EXERCISE OBJECTIVE:
Copy, without a single change, each line from the one that holds "Identify each instance of the street" to the bottom of the entries below, and drop any pictures.
** Opening STUDY MATERIAL block **
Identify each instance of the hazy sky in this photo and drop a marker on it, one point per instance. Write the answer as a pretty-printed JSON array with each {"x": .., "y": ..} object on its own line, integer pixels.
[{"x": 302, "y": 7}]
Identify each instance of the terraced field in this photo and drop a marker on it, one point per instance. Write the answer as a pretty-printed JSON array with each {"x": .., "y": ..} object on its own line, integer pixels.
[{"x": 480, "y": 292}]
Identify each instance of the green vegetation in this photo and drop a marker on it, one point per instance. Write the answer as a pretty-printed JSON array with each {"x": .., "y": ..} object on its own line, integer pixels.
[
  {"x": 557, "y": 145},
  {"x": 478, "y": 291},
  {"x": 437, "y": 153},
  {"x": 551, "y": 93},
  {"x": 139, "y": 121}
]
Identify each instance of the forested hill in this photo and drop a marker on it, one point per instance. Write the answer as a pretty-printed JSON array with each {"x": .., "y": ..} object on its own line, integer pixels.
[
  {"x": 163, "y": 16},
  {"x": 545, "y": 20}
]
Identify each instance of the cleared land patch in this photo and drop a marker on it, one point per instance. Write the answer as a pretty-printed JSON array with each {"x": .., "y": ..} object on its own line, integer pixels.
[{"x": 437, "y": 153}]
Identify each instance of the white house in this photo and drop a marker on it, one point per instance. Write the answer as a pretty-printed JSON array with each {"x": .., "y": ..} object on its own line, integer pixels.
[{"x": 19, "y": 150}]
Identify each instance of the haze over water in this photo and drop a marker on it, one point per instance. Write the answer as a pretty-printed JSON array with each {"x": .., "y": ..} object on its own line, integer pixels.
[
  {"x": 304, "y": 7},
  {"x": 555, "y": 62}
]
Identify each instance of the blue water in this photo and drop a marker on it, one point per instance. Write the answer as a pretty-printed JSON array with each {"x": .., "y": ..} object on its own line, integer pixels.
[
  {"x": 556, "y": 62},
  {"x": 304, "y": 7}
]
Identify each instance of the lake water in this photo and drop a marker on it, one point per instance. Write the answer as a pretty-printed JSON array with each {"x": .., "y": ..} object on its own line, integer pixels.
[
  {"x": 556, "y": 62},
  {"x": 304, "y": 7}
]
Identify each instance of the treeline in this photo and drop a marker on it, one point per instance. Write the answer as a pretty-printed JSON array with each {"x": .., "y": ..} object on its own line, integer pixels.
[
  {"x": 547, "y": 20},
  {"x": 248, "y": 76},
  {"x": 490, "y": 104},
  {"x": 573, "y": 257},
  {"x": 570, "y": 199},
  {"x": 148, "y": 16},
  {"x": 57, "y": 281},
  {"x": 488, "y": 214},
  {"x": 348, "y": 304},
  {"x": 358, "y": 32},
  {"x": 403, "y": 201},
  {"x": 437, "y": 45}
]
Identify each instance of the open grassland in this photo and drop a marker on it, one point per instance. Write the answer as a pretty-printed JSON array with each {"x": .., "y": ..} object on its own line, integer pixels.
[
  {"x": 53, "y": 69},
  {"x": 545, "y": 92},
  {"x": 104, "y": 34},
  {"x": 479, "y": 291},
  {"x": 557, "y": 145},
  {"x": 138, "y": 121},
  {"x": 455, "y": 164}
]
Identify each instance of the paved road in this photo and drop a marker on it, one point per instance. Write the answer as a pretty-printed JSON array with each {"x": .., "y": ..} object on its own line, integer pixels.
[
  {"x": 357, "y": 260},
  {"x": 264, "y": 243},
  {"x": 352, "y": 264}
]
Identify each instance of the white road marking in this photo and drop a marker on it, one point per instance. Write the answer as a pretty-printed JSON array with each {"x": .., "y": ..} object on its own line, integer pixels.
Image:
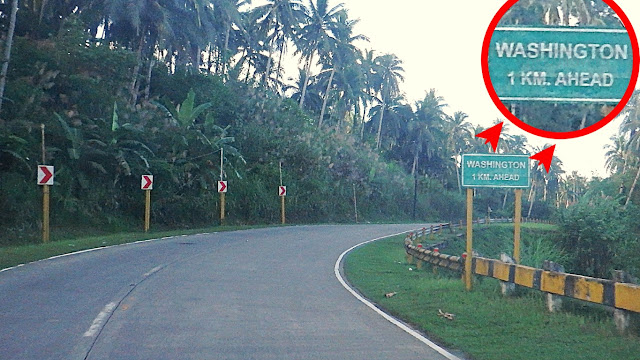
[
  {"x": 391, "y": 319},
  {"x": 152, "y": 271},
  {"x": 95, "y": 249},
  {"x": 100, "y": 319}
]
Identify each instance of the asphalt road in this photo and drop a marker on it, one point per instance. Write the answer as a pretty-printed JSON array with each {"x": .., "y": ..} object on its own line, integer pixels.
[{"x": 255, "y": 294}]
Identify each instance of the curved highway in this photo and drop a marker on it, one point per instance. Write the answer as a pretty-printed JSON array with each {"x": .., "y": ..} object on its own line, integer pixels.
[{"x": 255, "y": 294}]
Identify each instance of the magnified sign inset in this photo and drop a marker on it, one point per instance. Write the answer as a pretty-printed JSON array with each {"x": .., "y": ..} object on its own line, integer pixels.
[
  {"x": 560, "y": 64},
  {"x": 564, "y": 77}
]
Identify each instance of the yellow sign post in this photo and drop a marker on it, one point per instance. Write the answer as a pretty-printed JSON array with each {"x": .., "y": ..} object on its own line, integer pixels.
[
  {"x": 222, "y": 188},
  {"x": 45, "y": 178},
  {"x": 282, "y": 211},
  {"x": 282, "y": 192},
  {"x": 146, "y": 184},
  {"x": 46, "y": 235},
  {"x": 516, "y": 226},
  {"x": 468, "y": 260},
  {"x": 147, "y": 210}
]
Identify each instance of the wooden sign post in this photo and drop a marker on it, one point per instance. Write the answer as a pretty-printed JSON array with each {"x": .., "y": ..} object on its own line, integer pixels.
[{"x": 494, "y": 171}]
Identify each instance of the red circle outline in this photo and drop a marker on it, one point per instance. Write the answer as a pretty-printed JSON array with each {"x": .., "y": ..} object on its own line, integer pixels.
[{"x": 550, "y": 134}]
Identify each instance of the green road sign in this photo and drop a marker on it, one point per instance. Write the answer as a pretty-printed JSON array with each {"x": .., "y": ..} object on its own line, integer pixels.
[
  {"x": 560, "y": 64},
  {"x": 499, "y": 171}
]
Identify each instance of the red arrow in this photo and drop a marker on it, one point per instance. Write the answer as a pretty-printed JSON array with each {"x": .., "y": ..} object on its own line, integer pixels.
[
  {"x": 545, "y": 157},
  {"x": 148, "y": 182},
  {"x": 47, "y": 175},
  {"x": 492, "y": 135}
]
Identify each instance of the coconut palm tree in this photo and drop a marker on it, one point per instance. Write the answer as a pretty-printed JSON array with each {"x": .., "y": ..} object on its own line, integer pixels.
[
  {"x": 388, "y": 73},
  {"x": 319, "y": 23},
  {"x": 280, "y": 19},
  {"x": 7, "y": 49}
]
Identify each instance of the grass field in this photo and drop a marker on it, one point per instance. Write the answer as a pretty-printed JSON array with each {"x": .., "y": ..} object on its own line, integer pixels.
[{"x": 486, "y": 325}]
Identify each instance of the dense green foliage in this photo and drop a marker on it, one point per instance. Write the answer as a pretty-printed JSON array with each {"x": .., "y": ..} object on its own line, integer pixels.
[{"x": 536, "y": 243}]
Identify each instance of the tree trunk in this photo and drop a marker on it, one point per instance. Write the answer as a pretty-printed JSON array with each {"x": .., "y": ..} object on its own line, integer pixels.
[
  {"x": 531, "y": 204},
  {"x": 136, "y": 71},
  {"x": 455, "y": 164},
  {"x": 380, "y": 125},
  {"x": 307, "y": 74},
  {"x": 416, "y": 157},
  {"x": 364, "y": 111},
  {"x": 326, "y": 97},
  {"x": 225, "y": 51},
  {"x": 279, "y": 66},
  {"x": 147, "y": 89},
  {"x": 7, "y": 50},
  {"x": 633, "y": 186}
]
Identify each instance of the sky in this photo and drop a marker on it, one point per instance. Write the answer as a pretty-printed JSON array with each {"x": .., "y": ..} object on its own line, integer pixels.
[{"x": 440, "y": 43}]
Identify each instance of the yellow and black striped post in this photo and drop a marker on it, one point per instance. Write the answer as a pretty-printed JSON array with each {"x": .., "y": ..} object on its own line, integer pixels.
[{"x": 468, "y": 260}]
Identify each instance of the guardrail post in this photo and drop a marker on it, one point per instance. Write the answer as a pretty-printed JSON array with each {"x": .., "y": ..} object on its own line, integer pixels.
[
  {"x": 622, "y": 318},
  {"x": 507, "y": 288},
  {"x": 554, "y": 302},
  {"x": 407, "y": 242},
  {"x": 435, "y": 267}
]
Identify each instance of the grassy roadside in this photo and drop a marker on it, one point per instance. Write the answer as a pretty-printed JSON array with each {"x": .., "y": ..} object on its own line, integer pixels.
[
  {"x": 21, "y": 254},
  {"x": 486, "y": 326}
]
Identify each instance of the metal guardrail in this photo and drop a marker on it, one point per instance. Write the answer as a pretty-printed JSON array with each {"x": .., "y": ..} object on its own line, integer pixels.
[{"x": 620, "y": 295}]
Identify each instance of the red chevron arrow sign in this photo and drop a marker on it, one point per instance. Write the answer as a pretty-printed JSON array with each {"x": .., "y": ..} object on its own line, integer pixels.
[
  {"x": 222, "y": 186},
  {"x": 45, "y": 175},
  {"x": 147, "y": 182}
]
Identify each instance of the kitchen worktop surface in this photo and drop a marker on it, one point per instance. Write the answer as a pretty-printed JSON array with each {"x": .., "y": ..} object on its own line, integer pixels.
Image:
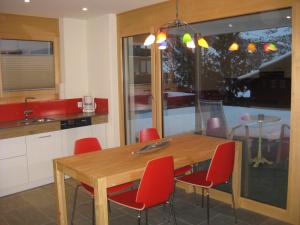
[{"x": 16, "y": 128}]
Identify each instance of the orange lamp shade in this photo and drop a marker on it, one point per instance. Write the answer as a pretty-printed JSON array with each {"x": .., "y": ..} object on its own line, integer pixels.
[
  {"x": 187, "y": 38},
  {"x": 234, "y": 47},
  {"x": 161, "y": 37},
  {"x": 251, "y": 48},
  {"x": 203, "y": 43},
  {"x": 149, "y": 40}
]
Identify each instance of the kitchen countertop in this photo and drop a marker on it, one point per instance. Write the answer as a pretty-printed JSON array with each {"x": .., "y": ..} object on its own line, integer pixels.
[{"x": 19, "y": 128}]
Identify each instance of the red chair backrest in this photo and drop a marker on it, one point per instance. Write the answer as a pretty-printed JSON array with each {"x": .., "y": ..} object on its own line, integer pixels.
[
  {"x": 221, "y": 166},
  {"x": 215, "y": 128},
  {"x": 149, "y": 134},
  {"x": 85, "y": 145},
  {"x": 157, "y": 183}
]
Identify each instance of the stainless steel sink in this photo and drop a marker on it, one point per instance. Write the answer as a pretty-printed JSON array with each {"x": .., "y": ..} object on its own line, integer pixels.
[{"x": 35, "y": 121}]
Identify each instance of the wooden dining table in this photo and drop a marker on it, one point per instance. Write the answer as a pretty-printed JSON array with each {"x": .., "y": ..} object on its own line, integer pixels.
[{"x": 107, "y": 168}]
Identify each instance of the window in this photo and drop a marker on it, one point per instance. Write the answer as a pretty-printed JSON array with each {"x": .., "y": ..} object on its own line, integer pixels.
[
  {"x": 26, "y": 65},
  {"x": 249, "y": 85}
]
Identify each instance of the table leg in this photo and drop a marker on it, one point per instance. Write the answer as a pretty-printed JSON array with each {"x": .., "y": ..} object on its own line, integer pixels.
[
  {"x": 101, "y": 209},
  {"x": 61, "y": 195},
  {"x": 259, "y": 159}
]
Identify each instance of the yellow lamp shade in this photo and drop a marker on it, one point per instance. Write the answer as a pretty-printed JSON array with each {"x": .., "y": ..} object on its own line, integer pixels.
[
  {"x": 251, "y": 48},
  {"x": 161, "y": 37},
  {"x": 187, "y": 38},
  {"x": 234, "y": 47},
  {"x": 149, "y": 40},
  {"x": 191, "y": 44},
  {"x": 203, "y": 43},
  {"x": 162, "y": 46},
  {"x": 270, "y": 47}
]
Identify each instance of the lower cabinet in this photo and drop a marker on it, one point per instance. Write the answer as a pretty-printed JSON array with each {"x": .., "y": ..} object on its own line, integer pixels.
[
  {"x": 13, "y": 172},
  {"x": 99, "y": 131},
  {"x": 41, "y": 150},
  {"x": 71, "y": 135},
  {"x": 27, "y": 162}
]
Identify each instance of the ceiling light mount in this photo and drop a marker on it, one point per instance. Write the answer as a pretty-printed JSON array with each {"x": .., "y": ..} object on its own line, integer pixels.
[{"x": 184, "y": 27}]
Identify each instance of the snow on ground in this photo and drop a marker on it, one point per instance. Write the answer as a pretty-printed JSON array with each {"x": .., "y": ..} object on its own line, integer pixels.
[{"x": 182, "y": 120}]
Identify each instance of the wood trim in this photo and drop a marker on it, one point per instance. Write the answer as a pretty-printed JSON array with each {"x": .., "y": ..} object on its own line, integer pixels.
[
  {"x": 121, "y": 91},
  {"x": 190, "y": 11},
  {"x": 293, "y": 200},
  {"x": 59, "y": 179}
]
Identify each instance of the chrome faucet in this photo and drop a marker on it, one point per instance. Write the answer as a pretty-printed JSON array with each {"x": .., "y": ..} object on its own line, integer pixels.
[{"x": 27, "y": 111}]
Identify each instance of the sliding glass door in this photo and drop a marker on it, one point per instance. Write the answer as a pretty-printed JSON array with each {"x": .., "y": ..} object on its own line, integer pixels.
[
  {"x": 239, "y": 87},
  {"x": 137, "y": 86}
]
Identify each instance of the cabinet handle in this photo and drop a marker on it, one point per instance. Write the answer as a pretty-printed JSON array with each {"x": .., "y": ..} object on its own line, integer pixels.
[{"x": 46, "y": 136}]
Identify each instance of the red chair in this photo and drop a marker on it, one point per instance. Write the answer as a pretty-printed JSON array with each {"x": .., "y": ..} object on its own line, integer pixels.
[
  {"x": 150, "y": 134},
  {"x": 219, "y": 172},
  {"x": 156, "y": 188},
  {"x": 86, "y": 145}
]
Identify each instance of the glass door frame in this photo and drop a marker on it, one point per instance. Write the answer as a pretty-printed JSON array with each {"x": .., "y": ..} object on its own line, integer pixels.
[{"x": 291, "y": 214}]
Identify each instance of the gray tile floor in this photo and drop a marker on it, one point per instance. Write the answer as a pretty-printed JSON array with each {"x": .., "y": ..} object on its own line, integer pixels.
[{"x": 38, "y": 207}]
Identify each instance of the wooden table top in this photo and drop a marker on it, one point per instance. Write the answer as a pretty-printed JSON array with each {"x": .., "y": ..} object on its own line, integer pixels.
[{"x": 119, "y": 165}]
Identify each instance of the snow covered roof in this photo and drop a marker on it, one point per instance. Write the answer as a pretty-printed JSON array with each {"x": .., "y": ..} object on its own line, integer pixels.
[{"x": 264, "y": 66}]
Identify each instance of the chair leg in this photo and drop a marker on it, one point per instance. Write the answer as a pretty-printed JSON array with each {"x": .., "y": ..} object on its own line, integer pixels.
[
  {"x": 207, "y": 205},
  {"x": 139, "y": 218},
  {"x": 233, "y": 203},
  {"x": 172, "y": 212},
  {"x": 146, "y": 216},
  {"x": 195, "y": 195},
  {"x": 202, "y": 203},
  {"x": 93, "y": 219},
  {"x": 74, "y": 203}
]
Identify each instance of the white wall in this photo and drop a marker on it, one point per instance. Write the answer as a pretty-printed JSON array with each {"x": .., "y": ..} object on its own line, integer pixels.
[
  {"x": 102, "y": 68},
  {"x": 89, "y": 64},
  {"x": 74, "y": 82}
]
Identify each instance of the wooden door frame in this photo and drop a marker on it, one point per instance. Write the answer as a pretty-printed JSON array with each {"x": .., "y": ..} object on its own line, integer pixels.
[{"x": 151, "y": 18}]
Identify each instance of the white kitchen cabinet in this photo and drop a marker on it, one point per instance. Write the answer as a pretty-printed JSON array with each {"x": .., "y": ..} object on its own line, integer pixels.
[
  {"x": 99, "y": 131},
  {"x": 69, "y": 137},
  {"x": 41, "y": 150},
  {"x": 13, "y": 163},
  {"x": 12, "y": 147},
  {"x": 13, "y": 173}
]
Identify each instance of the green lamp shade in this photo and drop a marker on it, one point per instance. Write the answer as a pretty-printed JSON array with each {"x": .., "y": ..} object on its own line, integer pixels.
[
  {"x": 203, "y": 43},
  {"x": 187, "y": 38}
]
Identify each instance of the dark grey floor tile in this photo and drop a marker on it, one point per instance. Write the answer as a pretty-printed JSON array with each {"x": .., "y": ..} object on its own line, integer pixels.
[
  {"x": 26, "y": 216},
  {"x": 222, "y": 219},
  {"x": 12, "y": 202},
  {"x": 274, "y": 222},
  {"x": 250, "y": 217},
  {"x": 3, "y": 221},
  {"x": 38, "y": 197},
  {"x": 123, "y": 220},
  {"x": 191, "y": 213}
]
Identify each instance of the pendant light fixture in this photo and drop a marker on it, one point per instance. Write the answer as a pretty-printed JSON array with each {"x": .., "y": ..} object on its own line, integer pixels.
[{"x": 182, "y": 27}]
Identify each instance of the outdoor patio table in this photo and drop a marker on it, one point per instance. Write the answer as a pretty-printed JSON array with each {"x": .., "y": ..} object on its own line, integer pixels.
[
  {"x": 103, "y": 169},
  {"x": 261, "y": 120}
]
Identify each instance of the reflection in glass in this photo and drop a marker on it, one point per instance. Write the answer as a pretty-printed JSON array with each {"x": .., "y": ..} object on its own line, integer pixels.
[
  {"x": 245, "y": 73},
  {"x": 137, "y": 86}
]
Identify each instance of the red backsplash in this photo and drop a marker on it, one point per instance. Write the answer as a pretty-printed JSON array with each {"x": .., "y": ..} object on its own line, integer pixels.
[{"x": 9, "y": 112}]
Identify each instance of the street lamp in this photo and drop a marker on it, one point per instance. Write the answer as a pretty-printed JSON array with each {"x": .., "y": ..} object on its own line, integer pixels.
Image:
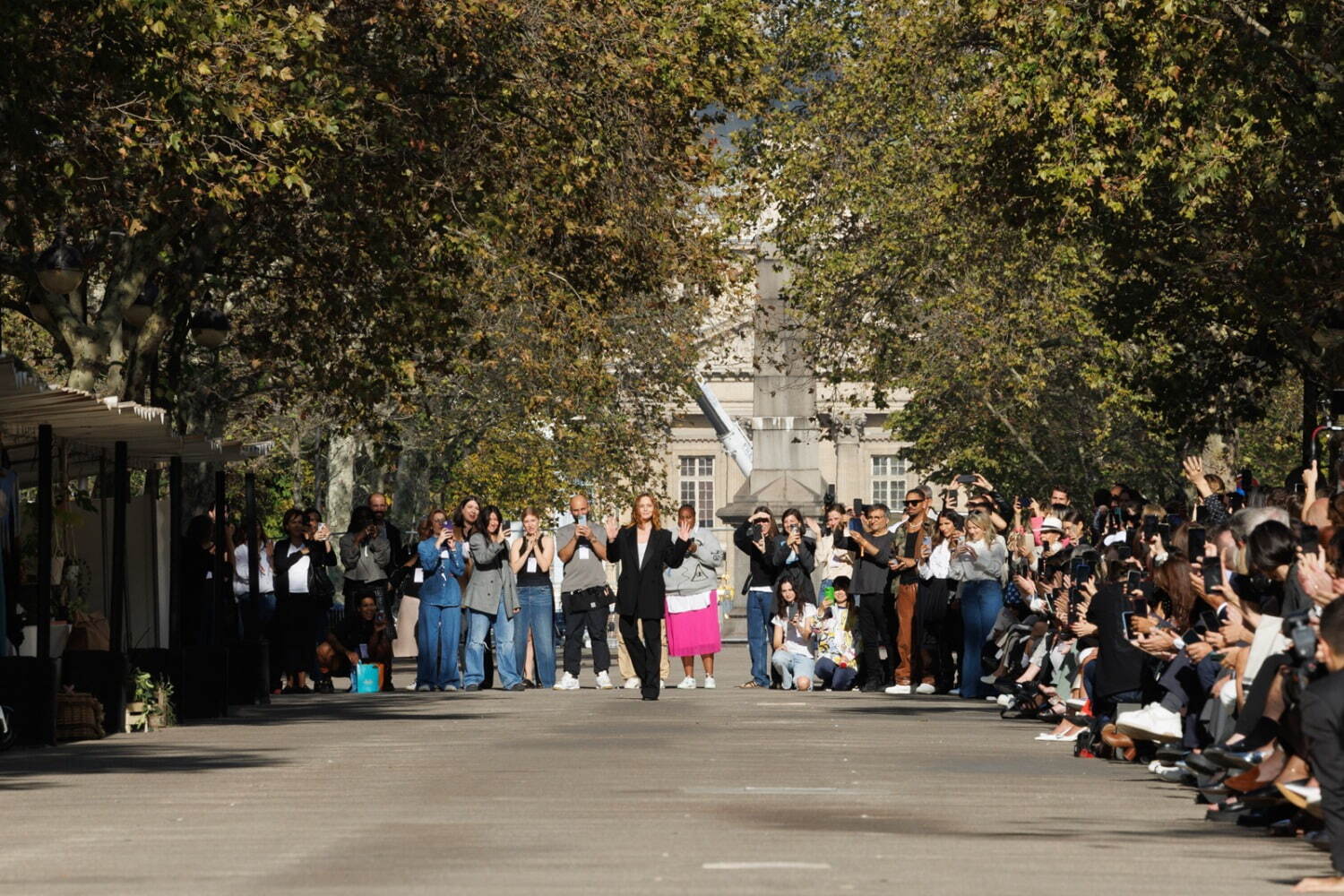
** Closing STUDY MATERIAL block **
WRITTEN RESPONSE:
Identify each instance of the street lamp in this photo and drop a marker on it, one point per instance. Write the answer as a pretty-printed JSON array with each {"x": .., "y": ..} object on its own line, integer pixels.
Image:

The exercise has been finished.